In the rows below, copy the lines starting at the one containing "Guideline: mark the wooden shed" and ending at the one containing "179], [218, 152]]", substituting "power pole" for "utility pole" and leaving everything else unchanged.
═════ Extracted information
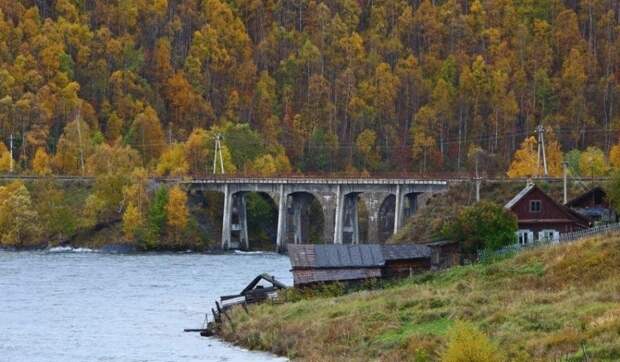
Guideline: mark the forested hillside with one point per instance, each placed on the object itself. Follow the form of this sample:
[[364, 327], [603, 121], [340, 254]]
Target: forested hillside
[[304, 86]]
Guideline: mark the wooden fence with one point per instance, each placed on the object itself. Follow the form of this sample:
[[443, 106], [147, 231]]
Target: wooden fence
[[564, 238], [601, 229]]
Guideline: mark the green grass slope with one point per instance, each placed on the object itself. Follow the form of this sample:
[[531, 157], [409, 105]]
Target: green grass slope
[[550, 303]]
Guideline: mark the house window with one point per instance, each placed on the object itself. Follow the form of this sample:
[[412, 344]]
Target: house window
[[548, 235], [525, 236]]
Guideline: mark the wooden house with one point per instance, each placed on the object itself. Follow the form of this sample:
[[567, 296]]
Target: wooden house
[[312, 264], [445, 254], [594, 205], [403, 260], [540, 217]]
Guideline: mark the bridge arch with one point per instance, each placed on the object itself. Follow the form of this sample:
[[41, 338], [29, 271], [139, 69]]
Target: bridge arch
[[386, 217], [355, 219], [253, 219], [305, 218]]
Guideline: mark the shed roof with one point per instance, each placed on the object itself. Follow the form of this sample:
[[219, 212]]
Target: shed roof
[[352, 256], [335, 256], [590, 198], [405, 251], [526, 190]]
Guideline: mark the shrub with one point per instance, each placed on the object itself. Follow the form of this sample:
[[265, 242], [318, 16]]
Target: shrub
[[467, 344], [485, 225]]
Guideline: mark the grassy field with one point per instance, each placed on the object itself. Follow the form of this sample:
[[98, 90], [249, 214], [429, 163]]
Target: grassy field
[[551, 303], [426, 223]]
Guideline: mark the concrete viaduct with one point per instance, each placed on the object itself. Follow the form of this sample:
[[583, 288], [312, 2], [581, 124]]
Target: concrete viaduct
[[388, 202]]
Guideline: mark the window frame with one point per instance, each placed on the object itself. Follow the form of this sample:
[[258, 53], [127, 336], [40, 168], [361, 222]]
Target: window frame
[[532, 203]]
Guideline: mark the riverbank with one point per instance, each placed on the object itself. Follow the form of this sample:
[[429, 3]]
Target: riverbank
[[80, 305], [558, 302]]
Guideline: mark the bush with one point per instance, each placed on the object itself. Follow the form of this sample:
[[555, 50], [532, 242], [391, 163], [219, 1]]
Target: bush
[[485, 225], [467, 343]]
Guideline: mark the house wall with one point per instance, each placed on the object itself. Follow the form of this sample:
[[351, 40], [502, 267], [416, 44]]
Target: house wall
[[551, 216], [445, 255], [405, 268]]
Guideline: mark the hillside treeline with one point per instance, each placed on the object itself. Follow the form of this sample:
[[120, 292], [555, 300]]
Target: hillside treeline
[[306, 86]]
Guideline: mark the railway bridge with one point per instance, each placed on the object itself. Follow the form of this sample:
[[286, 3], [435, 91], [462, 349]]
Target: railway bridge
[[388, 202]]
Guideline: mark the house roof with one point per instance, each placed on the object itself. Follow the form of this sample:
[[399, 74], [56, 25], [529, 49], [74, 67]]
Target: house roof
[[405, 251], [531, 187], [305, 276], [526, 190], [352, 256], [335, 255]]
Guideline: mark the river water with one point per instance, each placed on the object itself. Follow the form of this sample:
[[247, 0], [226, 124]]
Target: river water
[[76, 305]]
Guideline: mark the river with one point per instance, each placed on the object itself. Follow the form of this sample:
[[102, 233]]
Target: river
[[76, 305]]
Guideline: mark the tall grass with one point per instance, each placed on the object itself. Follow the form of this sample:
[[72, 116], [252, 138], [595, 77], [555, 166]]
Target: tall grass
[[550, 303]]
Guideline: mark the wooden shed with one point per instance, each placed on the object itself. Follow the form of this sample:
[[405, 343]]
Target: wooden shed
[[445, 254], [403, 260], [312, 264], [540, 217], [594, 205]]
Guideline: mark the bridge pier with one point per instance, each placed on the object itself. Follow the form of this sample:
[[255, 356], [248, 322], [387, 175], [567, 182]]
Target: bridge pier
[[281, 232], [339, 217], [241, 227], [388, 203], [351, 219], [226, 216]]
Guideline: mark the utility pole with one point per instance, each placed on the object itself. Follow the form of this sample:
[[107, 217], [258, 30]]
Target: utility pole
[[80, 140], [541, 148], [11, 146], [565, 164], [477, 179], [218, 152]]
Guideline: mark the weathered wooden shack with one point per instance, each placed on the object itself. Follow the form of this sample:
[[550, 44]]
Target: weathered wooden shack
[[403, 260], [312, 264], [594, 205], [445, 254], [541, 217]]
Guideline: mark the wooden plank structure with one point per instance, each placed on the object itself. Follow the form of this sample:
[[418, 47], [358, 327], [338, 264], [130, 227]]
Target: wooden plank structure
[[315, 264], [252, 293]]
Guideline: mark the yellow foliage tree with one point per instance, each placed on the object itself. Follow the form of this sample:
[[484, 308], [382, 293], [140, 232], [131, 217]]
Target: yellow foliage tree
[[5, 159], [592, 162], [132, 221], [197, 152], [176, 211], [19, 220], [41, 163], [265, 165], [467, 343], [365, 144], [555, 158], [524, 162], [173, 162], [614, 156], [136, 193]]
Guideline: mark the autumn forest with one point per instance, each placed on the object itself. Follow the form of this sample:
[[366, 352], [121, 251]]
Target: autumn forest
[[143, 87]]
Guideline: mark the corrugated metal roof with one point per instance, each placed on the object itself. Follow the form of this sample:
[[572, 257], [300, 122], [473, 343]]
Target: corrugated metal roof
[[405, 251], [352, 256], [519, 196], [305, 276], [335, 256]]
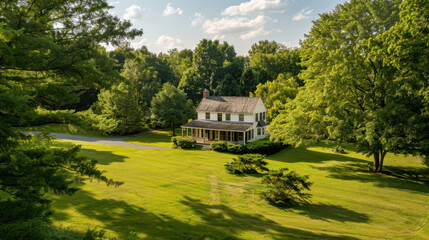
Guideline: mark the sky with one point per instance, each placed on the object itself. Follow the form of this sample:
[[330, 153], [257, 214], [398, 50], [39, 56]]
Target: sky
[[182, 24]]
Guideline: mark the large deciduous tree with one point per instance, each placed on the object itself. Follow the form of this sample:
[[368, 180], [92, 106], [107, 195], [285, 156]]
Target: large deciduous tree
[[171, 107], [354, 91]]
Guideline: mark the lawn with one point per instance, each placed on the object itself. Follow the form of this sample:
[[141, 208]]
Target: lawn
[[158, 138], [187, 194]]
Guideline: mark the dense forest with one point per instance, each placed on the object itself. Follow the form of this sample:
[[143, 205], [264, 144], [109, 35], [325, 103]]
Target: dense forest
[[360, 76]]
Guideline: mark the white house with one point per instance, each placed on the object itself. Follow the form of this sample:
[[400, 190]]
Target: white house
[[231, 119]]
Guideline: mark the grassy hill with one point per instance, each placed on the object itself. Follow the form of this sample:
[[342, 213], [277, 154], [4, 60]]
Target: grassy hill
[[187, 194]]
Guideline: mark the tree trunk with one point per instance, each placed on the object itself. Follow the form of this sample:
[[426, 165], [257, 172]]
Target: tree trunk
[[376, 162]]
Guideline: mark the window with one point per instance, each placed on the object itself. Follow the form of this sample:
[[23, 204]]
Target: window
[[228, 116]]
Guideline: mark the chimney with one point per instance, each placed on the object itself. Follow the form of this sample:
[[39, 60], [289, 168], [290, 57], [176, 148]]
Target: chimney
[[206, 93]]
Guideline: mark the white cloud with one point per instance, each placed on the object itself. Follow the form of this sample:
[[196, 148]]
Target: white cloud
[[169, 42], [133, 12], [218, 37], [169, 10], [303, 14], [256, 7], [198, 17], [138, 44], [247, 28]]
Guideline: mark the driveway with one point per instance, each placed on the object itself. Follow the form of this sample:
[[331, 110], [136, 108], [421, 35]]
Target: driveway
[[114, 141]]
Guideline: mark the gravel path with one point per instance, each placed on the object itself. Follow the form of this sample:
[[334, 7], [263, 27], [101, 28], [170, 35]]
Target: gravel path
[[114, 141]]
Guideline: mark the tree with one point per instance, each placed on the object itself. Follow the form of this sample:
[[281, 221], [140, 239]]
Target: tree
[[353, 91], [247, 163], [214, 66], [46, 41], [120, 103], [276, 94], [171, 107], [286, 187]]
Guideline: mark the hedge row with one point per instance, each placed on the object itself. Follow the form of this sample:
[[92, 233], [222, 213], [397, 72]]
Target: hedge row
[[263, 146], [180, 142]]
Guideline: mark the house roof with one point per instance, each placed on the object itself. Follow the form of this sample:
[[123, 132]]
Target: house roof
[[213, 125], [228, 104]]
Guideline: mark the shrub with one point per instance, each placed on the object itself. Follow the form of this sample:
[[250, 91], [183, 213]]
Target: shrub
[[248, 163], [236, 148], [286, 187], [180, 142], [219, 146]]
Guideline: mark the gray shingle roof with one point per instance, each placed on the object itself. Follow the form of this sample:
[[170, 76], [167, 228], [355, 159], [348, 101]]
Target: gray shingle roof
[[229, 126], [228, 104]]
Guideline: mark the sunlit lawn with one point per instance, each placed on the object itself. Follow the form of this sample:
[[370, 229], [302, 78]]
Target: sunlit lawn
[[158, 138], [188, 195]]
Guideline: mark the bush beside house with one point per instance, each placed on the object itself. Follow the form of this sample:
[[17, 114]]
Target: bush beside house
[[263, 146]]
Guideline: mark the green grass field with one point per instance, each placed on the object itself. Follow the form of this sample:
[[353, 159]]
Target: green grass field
══════════
**Expected answer**:
Guideline: mark the wooden shed with one point per instance, each placed on the object itself. Follow the form of this sample:
[[405, 343]]
Target: wooden shed
[[445, 254], [403, 260], [312, 264], [540, 217], [594, 205]]
Guideline: mark the bridge pier with one point per instance, each placed on the object itself. Follow the form of this sample:
[[255, 356], [248, 322], [387, 175], [567, 182]]
Target: bridge pier
[[281, 232], [339, 217], [241, 227], [388, 203], [351, 219], [226, 216]]
Guideline: mark the power pole with one point per instance, each placed on the object itself. Follow the form of this sample:
[[107, 217], [258, 30]]
Target: power pole
[[80, 140], [541, 148], [11, 146], [565, 164], [477, 179], [218, 152]]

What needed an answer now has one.